Dataset excerpts on object pointing:

+++

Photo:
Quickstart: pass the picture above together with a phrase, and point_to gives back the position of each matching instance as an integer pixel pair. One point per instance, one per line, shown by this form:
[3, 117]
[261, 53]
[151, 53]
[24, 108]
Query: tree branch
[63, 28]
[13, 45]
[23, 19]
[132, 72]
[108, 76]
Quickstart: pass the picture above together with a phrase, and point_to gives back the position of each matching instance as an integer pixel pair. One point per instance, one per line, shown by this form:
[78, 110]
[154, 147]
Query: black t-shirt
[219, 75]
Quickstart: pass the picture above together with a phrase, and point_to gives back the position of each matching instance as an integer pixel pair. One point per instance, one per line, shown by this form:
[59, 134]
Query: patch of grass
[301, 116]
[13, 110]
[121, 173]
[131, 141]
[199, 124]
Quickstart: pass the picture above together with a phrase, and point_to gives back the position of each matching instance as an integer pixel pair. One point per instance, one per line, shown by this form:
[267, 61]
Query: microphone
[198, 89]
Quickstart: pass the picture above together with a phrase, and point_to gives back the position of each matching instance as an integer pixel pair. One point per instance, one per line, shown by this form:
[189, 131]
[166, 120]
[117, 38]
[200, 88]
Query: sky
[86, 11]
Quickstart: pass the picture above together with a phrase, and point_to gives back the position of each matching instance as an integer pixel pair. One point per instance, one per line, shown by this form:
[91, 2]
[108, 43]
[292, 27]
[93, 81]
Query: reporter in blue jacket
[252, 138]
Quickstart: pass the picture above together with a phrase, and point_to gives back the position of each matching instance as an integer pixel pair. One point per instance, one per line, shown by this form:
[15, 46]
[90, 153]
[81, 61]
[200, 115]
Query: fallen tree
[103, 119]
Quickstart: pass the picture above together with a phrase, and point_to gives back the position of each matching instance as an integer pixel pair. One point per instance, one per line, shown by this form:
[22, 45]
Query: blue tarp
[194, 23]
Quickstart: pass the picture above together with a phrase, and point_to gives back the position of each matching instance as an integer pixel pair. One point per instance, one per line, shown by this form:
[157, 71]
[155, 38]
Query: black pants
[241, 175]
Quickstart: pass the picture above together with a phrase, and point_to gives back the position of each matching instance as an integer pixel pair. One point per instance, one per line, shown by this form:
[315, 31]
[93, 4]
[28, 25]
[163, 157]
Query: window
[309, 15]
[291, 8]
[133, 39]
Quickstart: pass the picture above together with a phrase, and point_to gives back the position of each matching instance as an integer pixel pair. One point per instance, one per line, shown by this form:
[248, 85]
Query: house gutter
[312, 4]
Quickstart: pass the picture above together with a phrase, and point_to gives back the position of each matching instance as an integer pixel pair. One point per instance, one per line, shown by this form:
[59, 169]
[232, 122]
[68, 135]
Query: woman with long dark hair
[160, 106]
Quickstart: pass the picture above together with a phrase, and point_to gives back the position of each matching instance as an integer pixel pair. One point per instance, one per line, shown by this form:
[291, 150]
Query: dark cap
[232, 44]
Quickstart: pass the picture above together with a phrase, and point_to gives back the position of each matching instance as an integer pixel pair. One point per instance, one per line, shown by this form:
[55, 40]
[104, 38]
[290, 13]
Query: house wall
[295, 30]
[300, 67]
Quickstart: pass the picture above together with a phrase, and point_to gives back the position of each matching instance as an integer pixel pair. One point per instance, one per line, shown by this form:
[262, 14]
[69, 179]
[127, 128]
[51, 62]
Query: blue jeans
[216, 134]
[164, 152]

+++

### [REQUIRED TASK]
Write out each line of the data above again, exactly as given.

### [SOLVED PROBLEM]
Photo:
Quickstart: pass the picture above together with a phrase, and point_to gives back the position of each matching instance as an integer pixel pair. One point per instance, one per line, shown by this form:
[3, 117]
[261, 53]
[151, 53]
[24, 108]
Query: tree branch
[63, 28]
[13, 45]
[23, 19]
[132, 72]
[108, 76]
Quickstart: pass the picture above together with a phrase, and point_to gives back the position of each matching instance as an integer pixel pair. One point per instance, one per line, shown by this form:
[78, 110]
[154, 147]
Query: black t-shirt
[219, 75]
Quickstart: pass the picture above together with a phrase, and point_to gives back the position of each matching instance as an integer pixel pair. One point per instance, one per line, shown by this form:
[59, 134]
Query: patch of grass
[301, 116]
[13, 110]
[121, 173]
[131, 141]
[199, 124]
Quickstart: pass the picture above together with a phrase, and point_to gives back the position of each matching instance as an integer pixel pair. One point per instance, one per line, shown by this form:
[267, 61]
Query: microphone
[198, 89]
Quickstart: pass the picture above together with a phrase, and point_to gives back the position of each matching instance as an integer pixel pair. One point per instance, one per line, shown by this form:
[189, 131]
[166, 120]
[117, 38]
[200, 88]
Query: sky
[86, 11]
Quickstart: pass the picture above together with a phrase, and point_to gives back the position of each matching instance as an integer pixel pair. One point per instance, one per line, shown by this form:
[91, 2]
[108, 43]
[292, 27]
[93, 81]
Query: reporter in blue jacket
[252, 138]
Quickstart: pass the picture above together with a phrase, and point_to gives back the position of each matching instance as an integer pixel pair. One point per instance, one per line, shown by this form:
[15, 46]
[90, 153]
[81, 61]
[200, 115]
Query: fallen tree
[103, 119]
Quickstart: pass the picture above together with a phrase, and point_to gives back the position of each matching instance as an integer pixel pair. One point per instance, one per line, shown by this form:
[22, 45]
Query: blue tarp
[194, 23]
Quickstart: pass the picture above together with a phrase, and point_to gives back the position of each matching instance as an integer pixel pair. One point per instance, one per line, shown by this form:
[157, 71]
[155, 38]
Query: black pants
[241, 175]
Quickstart: pass the picture above together with a phrase, and point_to gives back the position of each matching instance as an integer pixel pair. One point per instance, one per line, shown by this form:
[315, 31]
[93, 4]
[28, 25]
[163, 157]
Query: window
[309, 15]
[291, 8]
[133, 39]
Quickstart: pass the picture above together with a phrase, and point_to gives back the position of each matching instance as an integer pixel pair. One point per instance, one per line, shown by this form:
[248, 85]
Query: house gutter
[312, 4]
Quickstart: pass the picture above together with a phrase, and point_to gives back the position of each matching instance as an integer pixel pair. One point per instance, one per line, shown by this form:
[59, 169]
[232, 122]
[68, 135]
Query: woman with long dark hair
[160, 106]
Quickstart: pass the picture above together with a phrase, and point_to gives back the position of each matching instance as an integer pixel pair. One point per instance, one per line, shown by this form:
[291, 150]
Query: dark cap
[232, 44]
Quickstart: pass the picture above together with a phrase, and point_to gives back the position of each matching instance as an integer pixel pair. One point per instance, one per line, shown by this form:
[55, 40]
[104, 38]
[290, 13]
Query: house wall
[295, 30]
[300, 67]
Quickstart: pass the picture above together with a phrase, and point_to gives back the position of each matching instance as an integer pixel pair. One point per instance, one per line, shown by this form:
[262, 14]
[69, 179]
[127, 128]
[51, 62]
Query: blue jeans
[216, 134]
[164, 152]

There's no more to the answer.